Amazigh (plurale imazighen) è il nome che si danno le popolazioni originarie del Nord Africa. Berbero invece è un derivato dello spregiativo “barbari” dato a questa popolazione in eterna ribellione dai vari colonizzatori (Fenici, Greci, Romani, Bizantini, Arabi…) ed è proprio quel disprezzo che la Primavera amazigh vuole eliminare.
Perché scoppiano queste manifestazioni di rabbia e protesta in un paese che fin a quel momento era guardato dal mondo come un esempio di rivoluzione riuscita?
1980 vuol dire 18 anni dopo la vittoria e l’accesso all’indipendenza nel 1962.
La guerra fu affrontata da un fronte unito di tutte le forze politiche algerine: dal partito comunista fino agli islamisti riformatori del movimento degli Ulema (che erano gli unici islamisti dell’epoca, la Cia e l’Arabia Saudita non avevano ancora inventato l’islamismo gihadista). Ma l’indipendenza fu accaparrata da una sola tendenza: i socialisti panarabisti di Boumedienne e Benbella. I rappresentanti delle altre tendenze finirono per la maggior parte in carcere, in esilio, o furono semplicemente liquidati.
Benbella fu al potere solo 3 anni, dal 1962 al 1965. Dopo di che Boumedienne, che era il vero uomo forte, prese le redini del Paese e intraprese grandi cambiamenti: industrializzazione, rivoluzione agraria, educazione gratuita (anche l’università), sanità gratuita, politiche di edilizia popolare sia rurale che urbana… L’uomo condusse il Paese per 14 anni con una mano di ferro, ma quello che era sicuro è che aveva un progetto di sviluppo. E uno dei punti forti del suo progetto si basava innanzitutto sulla scuola.
Nel 1962, all’indomani dell’indipendenza, l’Algeria contava sulle dita di poche mani il numero dei suoi intellettuali e professionisti di alto livello. Agli inizi degli anni 80 non c’erano quasi più cooperanti stranieri. I giovani quadri algerini erano in numero sufficiente per condurre il Paese da soli. Se la politica di industrializzazione pesante e la rivoluzione agraria si riveleranno poi fallimentari, la politica di generalizzazione dell’educazione ha fatto un vero miracolo in soli 20 anni. Dopo di che verrà sistematicamente sabotata dai governi successivi. Ma questa è un’altra storia.

+-------+

Cose da fare
- 1) Ricopia parola per parola dal testo sull'Algeria il brano che comincia con le parole "Nel 1962, all’indomani" e termina dopo "è un’altra storia.".
- 2) Nel testo sull'Algeria, riscrivi come elenco puntato il paragrafo che inizia con "Benbella fu al potere", conservando i fatti principali.
- 3) Per ciascuna affermazione indica se concorda con il testo sull'Algeria (sì o no) e cita le parole del testo che lo dimostrano: (a) L'Algeria ottenne l'indipendenza nel 1962. (b) Benbella restò al potere per 14 anni. (c) All'inizio degli anni 80 in Algeria c'erano ancora molti cooperanti stranieri.

(Voci per individuare cose nominate)
+-------+

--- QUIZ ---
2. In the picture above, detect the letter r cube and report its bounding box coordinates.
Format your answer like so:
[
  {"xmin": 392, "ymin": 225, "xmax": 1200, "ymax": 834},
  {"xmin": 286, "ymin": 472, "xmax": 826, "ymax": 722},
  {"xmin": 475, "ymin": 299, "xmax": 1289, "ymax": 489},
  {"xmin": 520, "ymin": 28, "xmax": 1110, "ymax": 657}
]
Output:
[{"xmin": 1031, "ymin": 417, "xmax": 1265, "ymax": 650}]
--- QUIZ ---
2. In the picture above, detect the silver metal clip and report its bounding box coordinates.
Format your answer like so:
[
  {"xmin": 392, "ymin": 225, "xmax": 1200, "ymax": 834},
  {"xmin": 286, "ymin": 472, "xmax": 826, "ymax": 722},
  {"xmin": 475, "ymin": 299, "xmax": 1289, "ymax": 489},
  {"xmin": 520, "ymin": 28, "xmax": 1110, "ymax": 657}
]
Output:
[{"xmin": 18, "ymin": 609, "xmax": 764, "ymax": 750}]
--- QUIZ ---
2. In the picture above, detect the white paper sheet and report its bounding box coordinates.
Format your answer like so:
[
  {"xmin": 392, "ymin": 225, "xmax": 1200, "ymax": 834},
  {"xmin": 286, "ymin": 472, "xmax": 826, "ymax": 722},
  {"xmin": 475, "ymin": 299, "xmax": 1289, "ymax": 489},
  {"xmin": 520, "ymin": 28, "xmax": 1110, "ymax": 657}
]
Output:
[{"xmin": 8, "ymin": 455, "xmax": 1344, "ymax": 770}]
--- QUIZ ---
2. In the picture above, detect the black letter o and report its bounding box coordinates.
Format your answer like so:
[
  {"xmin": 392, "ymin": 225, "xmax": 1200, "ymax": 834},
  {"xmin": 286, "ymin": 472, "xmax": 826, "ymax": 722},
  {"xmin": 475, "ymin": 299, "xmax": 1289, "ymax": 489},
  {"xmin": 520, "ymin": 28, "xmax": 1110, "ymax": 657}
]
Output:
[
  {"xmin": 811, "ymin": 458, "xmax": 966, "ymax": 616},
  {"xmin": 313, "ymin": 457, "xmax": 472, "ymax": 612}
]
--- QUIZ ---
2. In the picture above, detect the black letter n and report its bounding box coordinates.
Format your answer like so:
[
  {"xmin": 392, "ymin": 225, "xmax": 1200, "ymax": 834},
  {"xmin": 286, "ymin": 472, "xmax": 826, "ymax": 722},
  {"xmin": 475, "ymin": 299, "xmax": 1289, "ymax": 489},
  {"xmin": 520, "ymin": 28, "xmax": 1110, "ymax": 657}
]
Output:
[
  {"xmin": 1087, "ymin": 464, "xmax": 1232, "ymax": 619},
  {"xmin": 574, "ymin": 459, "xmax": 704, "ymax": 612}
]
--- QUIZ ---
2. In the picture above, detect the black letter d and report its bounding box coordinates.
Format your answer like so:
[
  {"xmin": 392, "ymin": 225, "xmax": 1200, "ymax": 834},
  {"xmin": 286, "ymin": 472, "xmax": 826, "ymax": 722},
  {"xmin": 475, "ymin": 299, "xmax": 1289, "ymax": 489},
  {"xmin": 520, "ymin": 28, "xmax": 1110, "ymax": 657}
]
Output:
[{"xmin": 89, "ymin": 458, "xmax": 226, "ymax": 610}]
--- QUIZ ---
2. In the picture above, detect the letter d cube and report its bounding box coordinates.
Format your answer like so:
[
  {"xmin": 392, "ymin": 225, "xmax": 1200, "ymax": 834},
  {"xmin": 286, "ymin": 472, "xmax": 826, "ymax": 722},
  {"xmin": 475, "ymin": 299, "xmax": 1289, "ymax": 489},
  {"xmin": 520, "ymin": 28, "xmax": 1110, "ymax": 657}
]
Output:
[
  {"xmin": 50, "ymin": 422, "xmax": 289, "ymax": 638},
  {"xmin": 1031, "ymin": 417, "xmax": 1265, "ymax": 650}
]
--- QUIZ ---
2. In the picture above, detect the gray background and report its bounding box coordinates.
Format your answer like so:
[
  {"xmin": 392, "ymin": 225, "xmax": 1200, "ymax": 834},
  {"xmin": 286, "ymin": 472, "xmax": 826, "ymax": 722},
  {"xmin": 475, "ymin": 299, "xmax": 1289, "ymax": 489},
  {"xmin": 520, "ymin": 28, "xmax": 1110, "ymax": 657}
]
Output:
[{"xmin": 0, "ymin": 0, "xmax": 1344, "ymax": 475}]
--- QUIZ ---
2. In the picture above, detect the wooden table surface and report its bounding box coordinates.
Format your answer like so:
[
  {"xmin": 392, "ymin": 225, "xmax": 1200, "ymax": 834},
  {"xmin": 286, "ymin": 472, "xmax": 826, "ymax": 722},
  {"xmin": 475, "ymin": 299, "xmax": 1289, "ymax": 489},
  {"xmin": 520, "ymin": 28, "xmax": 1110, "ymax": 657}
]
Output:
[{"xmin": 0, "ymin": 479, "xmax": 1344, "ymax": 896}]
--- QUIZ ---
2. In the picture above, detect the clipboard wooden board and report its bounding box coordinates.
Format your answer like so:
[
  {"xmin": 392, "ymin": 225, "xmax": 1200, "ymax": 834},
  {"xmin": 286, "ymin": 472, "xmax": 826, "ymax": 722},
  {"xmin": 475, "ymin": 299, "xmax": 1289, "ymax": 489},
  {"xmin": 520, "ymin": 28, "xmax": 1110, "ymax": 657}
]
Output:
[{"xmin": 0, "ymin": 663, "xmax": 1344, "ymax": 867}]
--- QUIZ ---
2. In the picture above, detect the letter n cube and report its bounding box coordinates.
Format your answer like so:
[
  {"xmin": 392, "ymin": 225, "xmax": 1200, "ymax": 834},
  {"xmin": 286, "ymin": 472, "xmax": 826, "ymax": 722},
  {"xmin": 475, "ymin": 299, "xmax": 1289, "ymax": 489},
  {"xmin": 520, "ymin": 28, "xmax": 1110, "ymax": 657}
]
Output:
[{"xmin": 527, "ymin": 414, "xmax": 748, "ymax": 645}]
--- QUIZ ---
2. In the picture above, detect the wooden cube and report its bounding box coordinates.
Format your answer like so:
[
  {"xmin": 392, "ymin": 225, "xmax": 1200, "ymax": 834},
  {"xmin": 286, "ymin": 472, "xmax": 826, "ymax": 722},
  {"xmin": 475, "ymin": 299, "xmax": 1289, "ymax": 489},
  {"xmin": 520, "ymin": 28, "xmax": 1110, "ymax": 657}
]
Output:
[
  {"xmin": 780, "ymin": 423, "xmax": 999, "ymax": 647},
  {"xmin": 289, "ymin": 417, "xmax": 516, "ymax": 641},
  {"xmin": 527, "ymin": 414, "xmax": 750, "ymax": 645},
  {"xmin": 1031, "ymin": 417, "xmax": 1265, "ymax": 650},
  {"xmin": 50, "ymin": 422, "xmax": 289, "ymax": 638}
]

+-------+

Risposte per compito
- 1)
Nel 1962, all’indomani dell’indipendenza, l’Algeria contava sulle dita di poche mani il numero dei suoi intellettuali e professionisti di alto livello. Agli inizi degli anni 80 non c’erano quasi più cooperanti stranieri. I giovani quadri algerini erano in numero sufficiente per condurre il Paese da soli. Se la politica di industrializzazione pesante e la rivoluzione agraria si riveleranno poi fallimentari, la politica di generalizzazione dell’educazione ha fatto un vero miracolo in soli 20 anni. Dopo di che verrà sistematicamente sabotata dai governi successivi. Ma questa è un’altra storia.

- 2)
- Benbella governò solo 3 anni, dal 1962 al 1965.
- Dopo di lui prese le redini del Paese Boumedienne, il vero uomo forte.
- Boumedienne avviò grandi cambiamenti: industrializzazione, rivoluzione agraria, istruzione gratuita (università compresa), sanità gratuita, edilizia popolare rurale e urbana.
- Guidò il Paese per 14 anni con mano di ferro, ma con un progetto di sviluppo.
- Uno dei punti forti di questo progetto era la scuola.

- 3)
(a) Sì: "1980 vuol dire 18 anni dopo la vittoria e l’accesso all’indipendenza nel 1962."
(b) No: "Benbella fu al potere solo 3 anni, dal 1962 al 1965."
(c) No: "Agli inizi degli anni 80 non c’erano quasi più cooperanti stranieri."